#### Dataset extract
——

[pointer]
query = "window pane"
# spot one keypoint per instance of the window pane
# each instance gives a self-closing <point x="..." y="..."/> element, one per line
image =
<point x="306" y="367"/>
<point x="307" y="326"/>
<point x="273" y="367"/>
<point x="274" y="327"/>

——

#### What you need to do
Rewrite the lines in the entries as a JSON list of strings, one string per line, with blank lines omitted.

#### Result of the exercise
[
  "[pointer]",
  "query = \"window pane\"",
  "# spot one keypoint per instance of the window pane",
  "# each instance gives a self-closing <point x=\"...\" y=\"...\"/> element, one per line",
  "image =",
  "<point x=\"306\" y=\"367\"/>",
  "<point x=\"307\" y=\"326\"/>",
  "<point x=\"273\" y=\"367\"/>",
  "<point x=\"274\" y=\"327\"/>"
]